**PROBLEM**
Give back exactly the lines spanning from the one containing "Give the picture" to the final line of the records below, and no others.

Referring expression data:
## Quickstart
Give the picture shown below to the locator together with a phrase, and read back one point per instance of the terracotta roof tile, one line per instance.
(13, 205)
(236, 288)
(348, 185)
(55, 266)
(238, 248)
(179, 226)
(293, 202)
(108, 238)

**SOLUTION TO THE EXERCISE**
Give the picture shown below to the locator together with a phrase, and read back one point per instance of the terracotta roof tile, one line per instance.
(13, 205)
(236, 288)
(348, 185)
(55, 266)
(238, 248)
(179, 226)
(293, 202)
(108, 238)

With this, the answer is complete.